Что, согласно отрывку о том, насколько биологи знают физику, происходит с биологическими молекулами при высоких температурах?

Отрывок текста
_ _ _ _ _

Неудивительно, что при таком подходе студенты-биологи очень мало слышали о той физике, которая изобилует формулами и математическими уравнениями. Я знал о существовании тяготения: более тяжелое стремится оказаться внизу, а легкое – наверху. Что-то я понимал и о свете: растительные пигменты типа хлорофилла и зрительные пигменты животных типа содержащегося в сетчатке глаза родопсина поглощают лучи некоторых частей спектра и остаются «слепы» к другим. Кое-что и о тепле – при высоких температурах биологические молекулы «тают» и теряют активность, а при низких замерзают и хорошо сохраняются. Впрочем, стараясь подчеркнуть, что биологи не очень хорошо знают физику, я несколько преувеличиваю.
Мое невежество по части квантовой механики объясняет почему, даже отвергнув представления о первенстве ядра и перейдя к «мембраноцентристской» биологии, я не до конца представлял себе последствия такого перехода, хотя знал, что ИМБ взаимодействуют с сигналами окружающей среды и снабжают клетку энергией. Но так как я ничего не читал о мире квантов, то не мог в полной мере осознать природу тех сигналов, которые приводят в действие весь этот механизм.

_ _ _ _ _

Предоставленные данные
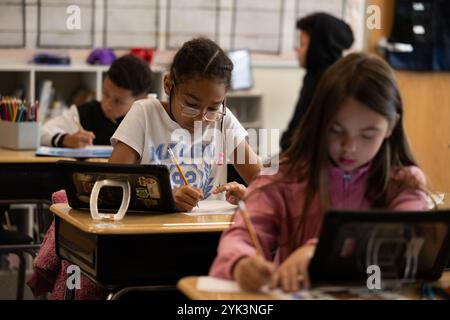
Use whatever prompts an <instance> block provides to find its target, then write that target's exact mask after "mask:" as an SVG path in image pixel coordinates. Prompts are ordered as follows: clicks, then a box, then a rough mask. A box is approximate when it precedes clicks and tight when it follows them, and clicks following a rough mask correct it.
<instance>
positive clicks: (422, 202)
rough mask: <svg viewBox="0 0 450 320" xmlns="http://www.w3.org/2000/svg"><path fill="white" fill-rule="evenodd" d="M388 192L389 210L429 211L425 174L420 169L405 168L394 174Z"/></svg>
mask: <svg viewBox="0 0 450 320" xmlns="http://www.w3.org/2000/svg"><path fill="white" fill-rule="evenodd" d="M392 179H393V181H394V182H395V183H394V184H392V185H391V186H390V188H389V191H388V208H389V209H394V210H405V211H407V210H412V211H415V210H428V209H430V208H429V206H428V202H427V195H426V193H425V192H424V191H422V190H423V189H424V188H425V187H426V184H427V183H426V177H425V174H424V173H423V172H422V170H420V169H419V168H418V167H415V166H409V167H404V168H402V169H400V170H399V171H397V172H396V173H394V174H393V176H392Z"/></svg>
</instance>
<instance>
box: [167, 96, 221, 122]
mask: <svg viewBox="0 0 450 320" xmlns="http://www.w3.org/2000/svg"><path fill="white" fill-rule="evenodd" d="M175 94H176V93H175ZM225 100H226V99H224V100H223V102H222V104H221V106H222V110H223V112H221V111H211V110H208V111H206V112H204V113H203V117H202V120H203V121H208V122H216V121H220V120H222V119H223V117H225V115H226V109H227V108H226V107H225ZM179 104H180V107H181V115H182V116H184V117H186V118H196V117H198V116H199V115H200V114H201V113H202V111H201V110H199V109H197V108H193V107H189V106H187V105H185V104H184V103H181V102H180V103H179Z"/></svg>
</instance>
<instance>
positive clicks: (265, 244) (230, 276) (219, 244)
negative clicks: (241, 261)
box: [209, 177, 284, 279]
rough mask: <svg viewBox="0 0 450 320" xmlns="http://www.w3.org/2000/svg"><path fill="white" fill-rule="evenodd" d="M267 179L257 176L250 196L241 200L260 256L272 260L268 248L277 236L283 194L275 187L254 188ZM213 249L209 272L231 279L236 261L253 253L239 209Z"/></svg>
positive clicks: (250, 244)
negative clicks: (212, 264) (255, 231)
mask: <svg viewBox="0 0 450 320" xmlns="http://www.w3.org/2000/svg"><path fill="white" fill-rule="evenodd" d="M264 181H265V182H264ZM269 182H271V180H269V179H268V178H267V177H259V178H258V179H257V180H256V181H255V182H254V183H253V184H252V185H251V186H250V188H249V192H250V194H251V196H250V197H248V198H247V199H246V200H245V204H246V206H247V209H248V212H250V213H251V214H250V215H249V218H250V220H251V223H252V225H253V227H254V229H255V231H256V234H257V235H258V239H259V241H260V243H261V246H262V248H263V251H264V256H265V257H264V258H265V259H267V260H272V254H271V249H272V248H273V247H274V245H275V242H276V240H277V239H278V238H279V232H280V231H279V230H280V221H282V218H281V217H282V214H283V208H284V204H283V203H284V198H283V196H282V195H281V193H280V192H278V191H277V190H275V191H260V190H257V189H258V188H259V187H261V186H262V185H264V184H267V183H269ZM255 190H257V191H255ZM217 251H218V254H217V257H216V259H215V260H214V263H213V265H212V266H211V269H210V272H209V274H210V275H211V276H214V277H219V278H226V279H233V275H234V267H235V266H236V264H237V263H238V262H239V261H241V260H242V259H245V258H246V257H254V256H255V255H256V250H255V248H254V246H253V243H252V241H251V239H250V236H249V234H248V231H247V227H246V225H245V222H244V220H243V218H242V215H241V213H240V211H239V210H238V211H237V212H236V214H235V219H234V224H233V225H232V226H231V227H230V228H229V229H227V230H226V231H225V232H224V233H223V234H222V237H221V239H220V243H219V247H218V250H217Z"/></svg>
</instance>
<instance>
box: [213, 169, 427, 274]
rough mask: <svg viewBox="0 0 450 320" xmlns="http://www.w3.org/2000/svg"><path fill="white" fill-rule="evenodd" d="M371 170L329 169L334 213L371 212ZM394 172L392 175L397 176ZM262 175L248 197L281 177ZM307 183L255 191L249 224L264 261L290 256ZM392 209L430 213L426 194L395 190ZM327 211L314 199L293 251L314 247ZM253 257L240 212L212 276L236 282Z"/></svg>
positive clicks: (300, 231)
mask: <svg viewBox="0 0 450 320" xmlns="http://www.w3.org/2000/svg"><path fill="white" fill-rule="evenodd" d="M369 168H370V165H366V166H364V167H362V168H360V169H358V170H357V171H356V172H353V173H352V174H346V173H345V172H344V171H342V170H341V169H339V168H337V167H334V166H332V165H331V164H330V165H329V169H328V170H329V180H328V181H329V184H330V187H329V194H330V198H331V199H330V204H331V207H332V208H333V209H362V210H364V209H369V208H371V207H372V205H371V203H370V202H369V201H368V200H367V199H366V198H365V196H364V193H365V190H366V188H365V186H366V183H367V179H368V176H369ZM282 170H283V168H282V167H281V168H280V171H282ZM408 170H409V171H410V172H411V173H413V175H414V176H415V177H416V178H419V179H421V180H422V182H424V181H425V176H424V174H423V172H422V171H421V170H420V169H419V168H417V167H408ZM395 173H396V172H392V174H395ZM280 174H281V173H278V175H276V176H275V177H270V176H260V177H258V178H257V179H256V180H255V181H254V182H253V183H252V185H251V186H250V187H249V189H248V193H249V194H250V193H251V192H252V191H254V190H255V189H257V188H259V187H261V186H264V185H267V184H269V183H271V182H273V179H274V178H275V179H277V178H279V176H280ZM304 191H305V183H304V182H282V183H277V184H276V185H274V186H273V187H268V188H266V189H264V190H262V191H257V192H255V193H254V195H251V194H250V196H249V198H248V199H247V200H246V201H245V203H246V206H247V208H248V210H249V212H250V219H251V222H252V224H253V226H254V228H255V230H256V233H257V234H258V238H259V240H260V242H261V245H262V247H263V249H264V253H265V257H266V259H268V260H272V259H271V250H272V249H273V248H274V247H275V246H276V245H277V244H281V245H280V246H279V247H278V250H277V253H276V259H275V260H276V262H277V263H281V262H282V261H284V260H285V259H286V258H287V257H288V256H289V255H290V254H291V253H292V249H290V248H289V247H288V246H287V245H286V243H288V241H289V239H291V238H292V234H293V233H294V232H295V229H296V226H297V224H298V219H299V217H300V215H301V213H300V210H301V208H302V207H303V203H304V196H303V195H304ZM388 199H391V200H390V201H389V203H388V206H387V207H388V208H390V209H394V210H427V209H428V204H427V201H426V195H425V193H423V192H422V191H418V190H411V189H400V188H399V187H398V186H397V187H396V186H394V185H391V187H390V188H389V190H388ZM322 220H323V212H321V210H320V209H319V203H318V198H317V197H316V198H315V200H313V203H312V205H311V208H310V210H309V213H308V217H307V219H306V220H305V221H304V226H303V228H302V229H301V231H300V232H299V237H298V239H296V240H295V241H296V242H295V244H296V246H295V248H299V247H300V246H303V245H305V244H308V243H316V242H317V238H318V237H319V233H320V229H321V226H322ZM252 255H255V249H254V247H253V245H252V243H251V240H250V237H249V235H248V232H247V229H246V227H245V224H244V221H243V219H242V216H241V214H240V213H239V211H237V212H236V216H235V223H234V225H233V226H232V227H230V228H229V229H228V230H227V231H225V232H224V233H223V234H222V238H221V241H220V244H219V248H218V254H217V257H216V259H215V260H214V263H213V265H212V266H211V269H210V272H209V274H210V275H211V276H214V277H220V278H226V279H231V278H232V270H233V267H234V264H235V263H236V262H237V261H238V260H239V259H240V258H242V257H244V256H252Z"/></svg>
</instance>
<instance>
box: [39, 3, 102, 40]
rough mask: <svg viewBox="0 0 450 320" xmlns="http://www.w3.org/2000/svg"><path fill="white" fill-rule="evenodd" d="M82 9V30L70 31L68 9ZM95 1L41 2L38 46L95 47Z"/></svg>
mask: <svg viewBox="0 0 450 320" xmlns="http://www.w3.org/2000/svg"><path fill="white" fill-rule="evenodd" d="M71 5H76V6H78V7H79V8H80V22H81V25H80V29H75V30H70V29H68V28H67V25H66V22H67V19H68V18H69V16H70V15H69V14H68V13H67V11H66V10H67V8H68V7H69V6H71ZM94 14H95V8H94V0H39V1H38V39H37V46H38V47H44V48H90V47H92V46H93V45H94Z"/></svg>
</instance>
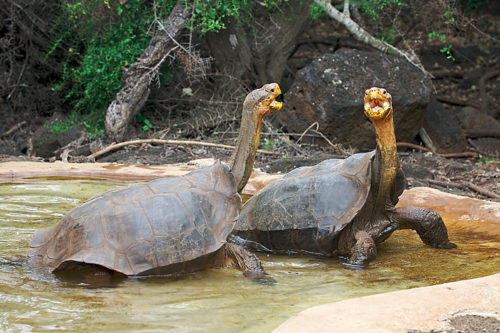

_ _ _ _ _

Ответ
Они «тают» и теряют активность.